| Passage shown |
[start]

From 8cc38d831eb94a75d6cf263fc31670560e303663 Mon Sep 17 00:00:00 2001
From: Andrew Powers-Holmes <aholmes@omnom.net>
Date: Wed, 27 Sep 2023 22:09:05 +1000
Subject: [PATCH] rework this a bit

---
 .github/workflows/build-push-gradient.yaml |  7 +-
 docker-bake.hcl                            | 98 ++++++++++++++++------
 docker/Dockerfile.base                     | 57 +++++++++----
 docker/Dockerfile.gradient                 |  8 +-
 4 files changed, 124 insertions(+), 46 deletions(-)

diff --git a/.github/workflows/build-push-gradient.yaml b/.github/workflows/build-push-gradient.yaml
index 55a9bb0..10b2dd5 100644
--- a/.github/workflows/build-push-gradient.yaml
+++ b/.github/workflows/build-push-gradient.yaml
@@ -56,7 +56,10 @@ jobs:
         include:
           - name: "notebook"
             target: "gradient"
-            torch-ver: "2.0.1"
+            torch-ver: "torch201"
+          - name: "notebook"
+            target: "gradient"
+            torch-ver: "torch210"
 
     steps:
       - name: Checkout
@@ -119,7 +122,7 @@ jobs:
         id: build-push
         uses: docker/bake-action@v3
         with:
-          targets: ${{ matrix.target }}
+          targets: ${{ matrix.target }}-${{ matrix.torch-ver }}
           files: |
             ./docker-bake.hcl
             ${{ steps.meta.outputs.bake-file }}
diff --git a/docker-bake.hcl b/docker-bake.hcl
index 365148c..4f033de 100644
--- a/docker-bake.hcl
+++ b/docker-bake.hcl
@@ -1,49 +1,72 @@
 # docker-bake.hcl for stable-diffusion-webui
 group "default" {
-  targets = ["gradient"]
+  targets = ["gradient-torch201"]
 }
 
-variable "IMAGE_REGISTRY" {
+group torchrc {
+  targets = ["gradient-torch210"]
+}
+
+variable IMAGE_REGISTRY {
   default = "ghcr.io"
 }
 
-variable "IMAGE_NAME" {
+variable IMAGE_NAMESPACE {
   default = "neggles/psychic-paper"

[end]

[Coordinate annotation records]

[start]

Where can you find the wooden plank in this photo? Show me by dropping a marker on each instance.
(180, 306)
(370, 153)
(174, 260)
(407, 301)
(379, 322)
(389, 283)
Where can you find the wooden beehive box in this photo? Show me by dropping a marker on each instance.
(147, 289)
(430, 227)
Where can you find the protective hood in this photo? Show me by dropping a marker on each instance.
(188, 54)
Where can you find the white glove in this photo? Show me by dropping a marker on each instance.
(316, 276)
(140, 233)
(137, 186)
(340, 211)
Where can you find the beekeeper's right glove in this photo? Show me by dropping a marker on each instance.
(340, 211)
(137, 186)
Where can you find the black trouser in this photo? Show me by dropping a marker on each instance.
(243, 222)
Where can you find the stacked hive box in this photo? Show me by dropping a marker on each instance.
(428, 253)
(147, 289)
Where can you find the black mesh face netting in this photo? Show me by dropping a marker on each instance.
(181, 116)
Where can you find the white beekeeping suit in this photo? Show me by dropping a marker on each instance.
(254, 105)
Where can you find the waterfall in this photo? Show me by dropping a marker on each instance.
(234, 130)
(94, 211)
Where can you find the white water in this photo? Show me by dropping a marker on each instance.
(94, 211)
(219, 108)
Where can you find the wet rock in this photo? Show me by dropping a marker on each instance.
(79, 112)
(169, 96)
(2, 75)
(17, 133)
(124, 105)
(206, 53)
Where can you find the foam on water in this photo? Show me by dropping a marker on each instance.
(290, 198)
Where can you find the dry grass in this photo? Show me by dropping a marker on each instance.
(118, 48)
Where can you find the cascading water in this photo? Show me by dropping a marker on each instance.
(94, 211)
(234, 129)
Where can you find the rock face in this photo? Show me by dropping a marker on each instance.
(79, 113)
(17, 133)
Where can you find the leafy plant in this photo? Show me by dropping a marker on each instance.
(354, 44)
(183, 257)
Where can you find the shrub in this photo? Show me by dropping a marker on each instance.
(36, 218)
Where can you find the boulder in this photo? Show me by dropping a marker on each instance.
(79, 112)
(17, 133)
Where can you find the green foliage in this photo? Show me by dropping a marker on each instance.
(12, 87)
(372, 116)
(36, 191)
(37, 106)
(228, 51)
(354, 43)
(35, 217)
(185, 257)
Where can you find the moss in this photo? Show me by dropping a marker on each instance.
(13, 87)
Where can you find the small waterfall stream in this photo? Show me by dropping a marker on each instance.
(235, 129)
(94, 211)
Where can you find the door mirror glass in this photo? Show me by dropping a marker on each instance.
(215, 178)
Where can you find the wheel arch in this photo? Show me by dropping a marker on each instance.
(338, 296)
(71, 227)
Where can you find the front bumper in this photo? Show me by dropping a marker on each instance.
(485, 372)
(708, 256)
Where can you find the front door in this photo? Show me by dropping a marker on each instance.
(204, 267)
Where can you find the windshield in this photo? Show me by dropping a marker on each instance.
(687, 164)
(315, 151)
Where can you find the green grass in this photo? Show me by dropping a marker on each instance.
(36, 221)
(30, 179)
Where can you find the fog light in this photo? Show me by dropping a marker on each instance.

[end]

| Exercise set |
(1) Using the patch shown above, decide whether each statement agrees with it, answering yes or no and quoting the words that decide it. (a) The patch changes four files. (b) The default value of the image registry variable is Docker Hub. (c) The new group named torchrc targets "gradient-torch201".
(2) In the patch, which action does the build-push step use?

| Expected answers |
(1)
(a) Yes: "4 files changed, 124 insertions(+), 46 deletions(-)"
(b) No: "default = "ghcr.io""
(c) No: "targets = ["gradient-torch210"]"

(2) docker/bake-action@v3